Records for the task:
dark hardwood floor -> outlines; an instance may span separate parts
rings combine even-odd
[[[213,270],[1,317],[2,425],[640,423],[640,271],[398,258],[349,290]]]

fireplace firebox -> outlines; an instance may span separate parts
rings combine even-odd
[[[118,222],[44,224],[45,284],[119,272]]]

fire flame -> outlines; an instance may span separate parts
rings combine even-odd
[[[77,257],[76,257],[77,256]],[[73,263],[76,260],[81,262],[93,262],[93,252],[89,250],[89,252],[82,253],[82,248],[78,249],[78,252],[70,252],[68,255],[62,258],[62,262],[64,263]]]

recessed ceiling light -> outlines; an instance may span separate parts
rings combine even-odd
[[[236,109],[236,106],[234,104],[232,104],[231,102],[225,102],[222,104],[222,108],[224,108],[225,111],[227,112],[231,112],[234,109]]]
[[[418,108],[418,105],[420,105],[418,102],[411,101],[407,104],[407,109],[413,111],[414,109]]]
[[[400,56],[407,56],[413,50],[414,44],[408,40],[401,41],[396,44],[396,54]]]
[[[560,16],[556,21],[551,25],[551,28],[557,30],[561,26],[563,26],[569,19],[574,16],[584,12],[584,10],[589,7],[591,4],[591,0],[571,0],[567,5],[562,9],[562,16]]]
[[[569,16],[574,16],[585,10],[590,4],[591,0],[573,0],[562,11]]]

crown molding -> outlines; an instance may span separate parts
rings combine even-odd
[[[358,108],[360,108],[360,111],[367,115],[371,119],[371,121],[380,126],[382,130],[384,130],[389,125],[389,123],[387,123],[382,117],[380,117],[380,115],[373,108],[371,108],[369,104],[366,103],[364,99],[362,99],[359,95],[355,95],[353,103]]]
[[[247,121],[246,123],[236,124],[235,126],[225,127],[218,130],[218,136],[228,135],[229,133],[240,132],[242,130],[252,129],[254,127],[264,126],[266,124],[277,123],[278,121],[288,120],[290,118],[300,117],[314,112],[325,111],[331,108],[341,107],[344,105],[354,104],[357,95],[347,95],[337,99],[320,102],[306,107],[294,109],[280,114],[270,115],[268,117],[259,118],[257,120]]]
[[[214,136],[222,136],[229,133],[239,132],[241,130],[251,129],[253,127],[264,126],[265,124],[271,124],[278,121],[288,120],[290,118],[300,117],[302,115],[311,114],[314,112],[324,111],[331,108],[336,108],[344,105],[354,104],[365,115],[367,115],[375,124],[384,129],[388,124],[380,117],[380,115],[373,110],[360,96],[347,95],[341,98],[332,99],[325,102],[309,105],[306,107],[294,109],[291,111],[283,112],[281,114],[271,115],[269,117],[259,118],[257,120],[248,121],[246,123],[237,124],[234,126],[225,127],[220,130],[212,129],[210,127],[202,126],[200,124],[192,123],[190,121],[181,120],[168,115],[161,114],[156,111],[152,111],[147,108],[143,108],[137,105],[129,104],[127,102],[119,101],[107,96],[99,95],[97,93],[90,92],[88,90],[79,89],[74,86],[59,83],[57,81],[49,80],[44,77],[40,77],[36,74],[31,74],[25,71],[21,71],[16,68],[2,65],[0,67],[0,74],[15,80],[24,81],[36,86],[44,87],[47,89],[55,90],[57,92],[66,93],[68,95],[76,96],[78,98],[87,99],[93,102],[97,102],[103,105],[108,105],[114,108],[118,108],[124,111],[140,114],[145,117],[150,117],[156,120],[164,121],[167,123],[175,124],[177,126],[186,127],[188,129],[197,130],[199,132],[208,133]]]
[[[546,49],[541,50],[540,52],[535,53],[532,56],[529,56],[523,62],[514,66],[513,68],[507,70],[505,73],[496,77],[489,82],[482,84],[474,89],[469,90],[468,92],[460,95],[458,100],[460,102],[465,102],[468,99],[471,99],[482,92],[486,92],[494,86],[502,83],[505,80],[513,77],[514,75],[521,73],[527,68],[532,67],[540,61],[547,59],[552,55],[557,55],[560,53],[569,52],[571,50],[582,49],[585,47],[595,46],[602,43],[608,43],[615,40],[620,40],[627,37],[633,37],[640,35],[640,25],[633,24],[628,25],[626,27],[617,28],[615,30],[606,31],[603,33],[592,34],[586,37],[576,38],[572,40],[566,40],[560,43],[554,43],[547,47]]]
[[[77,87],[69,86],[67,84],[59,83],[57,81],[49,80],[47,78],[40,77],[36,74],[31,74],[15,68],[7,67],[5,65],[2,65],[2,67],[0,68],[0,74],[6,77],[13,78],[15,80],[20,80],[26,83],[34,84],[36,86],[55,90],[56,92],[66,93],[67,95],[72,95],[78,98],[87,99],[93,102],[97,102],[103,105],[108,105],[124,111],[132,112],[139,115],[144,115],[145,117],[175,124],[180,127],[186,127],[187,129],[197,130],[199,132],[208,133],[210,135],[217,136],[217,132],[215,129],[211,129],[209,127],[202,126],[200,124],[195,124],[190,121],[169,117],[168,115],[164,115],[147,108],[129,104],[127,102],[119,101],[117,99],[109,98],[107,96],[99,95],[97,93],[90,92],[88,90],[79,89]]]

--

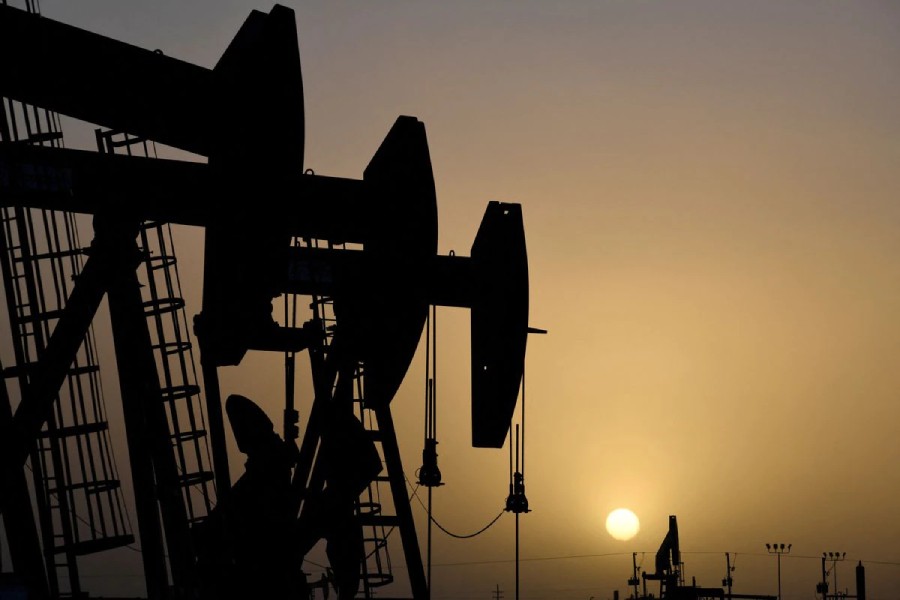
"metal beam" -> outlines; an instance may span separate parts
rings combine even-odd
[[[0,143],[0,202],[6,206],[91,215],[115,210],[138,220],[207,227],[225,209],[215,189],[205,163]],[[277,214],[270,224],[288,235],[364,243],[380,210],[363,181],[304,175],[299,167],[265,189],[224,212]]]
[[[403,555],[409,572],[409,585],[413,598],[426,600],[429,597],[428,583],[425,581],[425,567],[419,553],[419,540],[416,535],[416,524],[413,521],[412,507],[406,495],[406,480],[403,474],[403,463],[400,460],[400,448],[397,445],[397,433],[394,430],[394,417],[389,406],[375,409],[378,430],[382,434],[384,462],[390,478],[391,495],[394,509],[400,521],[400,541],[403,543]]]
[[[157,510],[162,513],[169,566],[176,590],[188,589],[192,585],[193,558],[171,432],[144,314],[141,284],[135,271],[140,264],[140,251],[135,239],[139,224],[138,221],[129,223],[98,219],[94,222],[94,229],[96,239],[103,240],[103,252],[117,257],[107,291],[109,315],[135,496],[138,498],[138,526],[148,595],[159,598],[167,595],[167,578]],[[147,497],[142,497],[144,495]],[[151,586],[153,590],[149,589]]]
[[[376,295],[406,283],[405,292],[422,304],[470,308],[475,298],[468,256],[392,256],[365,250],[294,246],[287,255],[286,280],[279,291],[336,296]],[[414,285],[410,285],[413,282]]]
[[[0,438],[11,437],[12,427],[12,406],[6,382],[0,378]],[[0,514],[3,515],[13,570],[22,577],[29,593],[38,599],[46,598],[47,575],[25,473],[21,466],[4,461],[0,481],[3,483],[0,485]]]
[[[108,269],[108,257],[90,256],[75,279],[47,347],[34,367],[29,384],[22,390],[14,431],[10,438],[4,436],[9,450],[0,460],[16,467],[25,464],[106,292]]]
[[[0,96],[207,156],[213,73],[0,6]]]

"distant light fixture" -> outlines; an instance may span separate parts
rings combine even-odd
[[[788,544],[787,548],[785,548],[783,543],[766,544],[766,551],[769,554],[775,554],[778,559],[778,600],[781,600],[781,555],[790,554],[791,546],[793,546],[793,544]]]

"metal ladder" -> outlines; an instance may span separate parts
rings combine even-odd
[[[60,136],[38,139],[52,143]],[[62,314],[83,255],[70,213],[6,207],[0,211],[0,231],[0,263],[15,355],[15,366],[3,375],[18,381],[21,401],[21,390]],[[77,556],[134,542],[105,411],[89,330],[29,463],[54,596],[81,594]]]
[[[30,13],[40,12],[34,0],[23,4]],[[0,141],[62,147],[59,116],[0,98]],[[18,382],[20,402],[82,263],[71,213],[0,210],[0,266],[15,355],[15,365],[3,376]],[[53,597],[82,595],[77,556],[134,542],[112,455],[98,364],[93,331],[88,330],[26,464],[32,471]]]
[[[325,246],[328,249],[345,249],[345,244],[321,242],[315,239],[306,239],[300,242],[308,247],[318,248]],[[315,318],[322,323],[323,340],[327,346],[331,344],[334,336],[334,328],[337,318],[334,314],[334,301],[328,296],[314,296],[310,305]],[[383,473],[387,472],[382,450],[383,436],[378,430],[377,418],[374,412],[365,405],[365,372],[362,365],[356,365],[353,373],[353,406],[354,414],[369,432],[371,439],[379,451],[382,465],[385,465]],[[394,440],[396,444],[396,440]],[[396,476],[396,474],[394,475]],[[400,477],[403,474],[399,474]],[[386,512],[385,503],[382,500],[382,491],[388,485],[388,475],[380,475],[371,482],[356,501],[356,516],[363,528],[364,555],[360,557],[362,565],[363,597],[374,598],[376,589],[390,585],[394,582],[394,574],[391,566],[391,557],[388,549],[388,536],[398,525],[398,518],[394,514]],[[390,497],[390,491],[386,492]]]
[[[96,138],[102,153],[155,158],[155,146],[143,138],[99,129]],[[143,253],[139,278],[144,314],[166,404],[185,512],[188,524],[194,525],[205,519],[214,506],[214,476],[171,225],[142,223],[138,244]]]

What this task involves:
Reproduce, word for word and in full, only the lines above that start at the line with "dark hardwood floor" and run through the line with "fireplace firebox ->", both ends included.

Written response:
dark hardwood floor -> outlines; an instance may span separate parts
rings combine even-odd
[[[213,270],[1,317],[2,425],[640,423],[640,271],[398,258],[349,290]]]

fireplace firebox -> outlines; an instance may span separate parts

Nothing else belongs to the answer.